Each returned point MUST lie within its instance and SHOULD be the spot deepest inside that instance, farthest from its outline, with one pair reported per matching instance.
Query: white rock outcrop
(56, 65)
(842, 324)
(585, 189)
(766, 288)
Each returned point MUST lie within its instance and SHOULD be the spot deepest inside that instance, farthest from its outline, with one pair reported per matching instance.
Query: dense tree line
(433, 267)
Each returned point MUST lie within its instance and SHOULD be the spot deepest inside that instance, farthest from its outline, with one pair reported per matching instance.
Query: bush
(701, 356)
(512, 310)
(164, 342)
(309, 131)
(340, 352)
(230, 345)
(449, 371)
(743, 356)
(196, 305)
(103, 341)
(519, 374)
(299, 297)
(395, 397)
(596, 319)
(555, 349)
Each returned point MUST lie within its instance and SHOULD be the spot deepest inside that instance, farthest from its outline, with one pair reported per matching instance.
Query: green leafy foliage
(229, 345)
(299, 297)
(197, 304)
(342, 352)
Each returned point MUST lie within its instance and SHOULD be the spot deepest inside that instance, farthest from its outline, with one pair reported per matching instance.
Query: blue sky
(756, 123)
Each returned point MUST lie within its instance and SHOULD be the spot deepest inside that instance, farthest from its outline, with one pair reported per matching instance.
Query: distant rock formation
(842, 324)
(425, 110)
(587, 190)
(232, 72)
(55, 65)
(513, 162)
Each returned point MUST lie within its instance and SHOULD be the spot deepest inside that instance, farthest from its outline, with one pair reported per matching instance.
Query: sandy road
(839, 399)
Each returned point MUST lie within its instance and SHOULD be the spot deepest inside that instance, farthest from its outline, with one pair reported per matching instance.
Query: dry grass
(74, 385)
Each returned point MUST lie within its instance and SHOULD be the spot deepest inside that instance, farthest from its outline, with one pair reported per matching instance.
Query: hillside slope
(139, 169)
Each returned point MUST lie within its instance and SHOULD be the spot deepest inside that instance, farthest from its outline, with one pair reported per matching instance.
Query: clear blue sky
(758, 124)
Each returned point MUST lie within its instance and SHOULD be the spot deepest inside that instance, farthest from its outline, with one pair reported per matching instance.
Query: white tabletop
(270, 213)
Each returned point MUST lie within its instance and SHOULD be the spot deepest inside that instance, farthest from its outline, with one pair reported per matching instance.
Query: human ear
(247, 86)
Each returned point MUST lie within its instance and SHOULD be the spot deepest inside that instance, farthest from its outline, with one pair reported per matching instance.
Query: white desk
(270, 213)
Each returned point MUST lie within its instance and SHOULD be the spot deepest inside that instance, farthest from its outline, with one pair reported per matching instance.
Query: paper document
== == ==
#### TASK TO COMPLETE
An unaltered copy of the listing above must form the answer.

#### RESULT OF THE TASK
Each returned point MUST lie within its instance and SHOULD be the spot deepest inside that instance, farthest from its outline, with one pair reported per matching instance.
Query: white rock outcrop
(56, 65)
(842, 324)
(585, 189)
(766, 288)
Each returned point MUST lie within its instance and SHOULD be the spot deepest inside that instance, farthest from its outline, with one pair reported per matching instance.
Query: dense tree line
(433, 267)
Each returned point MUST lie within its instance and SHOULD be the spot deepest inside that instance, farthest from its outline, with one pair reported per matching instance.
Query: bush
(701, 356)
(512, 310)
(164, 342)
(309, 131)
(340, 352)
(230, 345)
(449, 371)
(743, 356)
(196, 305)
(103, 341)
(519, 374)
(299, 297)
(395, 397)
(596, 319)
(555, 349)
Each returned point MUST lie within its instance and SHOULD be the spot deepest inside that instance, farthest from its outline, with one pair reported per matching instance.
Query: green leafy foliage
(229, 345)
(299, 297)
(197, 304)
(342, 352)
Each returned point MUST lie within its instance and SHOULD be the spot deepest inside that instance, farthest from its outline, with one pair reported per matching instance.
Query: blue sky
(756, 123)
Each returned point MUST lie within its instance and SHOULD be the spot deepest inside that instance, farthest from its outline, with one pair reported per matching instance.
Query: distant rock formation
(842, 324)
(425, 110)
(587, 190)
(232, 72)
(55, 65)
(513, 162)
Each returned point MUST lie within its instance and SHOULD be the spot deepest inside that instance, farthest from its outline, with one pair reported per matching instance.
Query: sandy road
(839, 399)
Each returned point MUST lie within its instance and SHOULD be the spot deepest inside that instance, farthest from its outline, with one pair reported per matching instance.
Query: dry grass
(74, 385)
Each returned point MUST lie within its instance and SHOULD be the spot deepest inside that instance, farthest from its outline, with one pair reported per matching instance.
Query: hillside slope
(139, 169)
Each returned point MUST lie within its instance and SHOULD be the spot deepest inside that instance, farthest from its outline, with one pair reported per matching instance.
Query: clear blue sky
(758, 124)
Each returned point MUST lie within its instance and SHOULD be the spot deepest inside that instance, farthest from its outline, with one pair reported per matching instance.
Query: white tabletop
(270, 213)
Each returned point MUST lie within its instance and SHOULD be the spot deepest inside that instance, farthest from its outline, with one pair reported per matching instance.
Query: human ear
(247, 86)
Each returned point MUST lie within its instance and SHOULD be the spot deepest inside that instance, farthest from its outline, with one pair reported per matching instance.
Query: white desk
(270, 213)
Each returned point MUST lie within its instance and SHOULD be the spot deepest inside that instance, farthest from its outline, with one pair reported per matching instance.
Query: paper document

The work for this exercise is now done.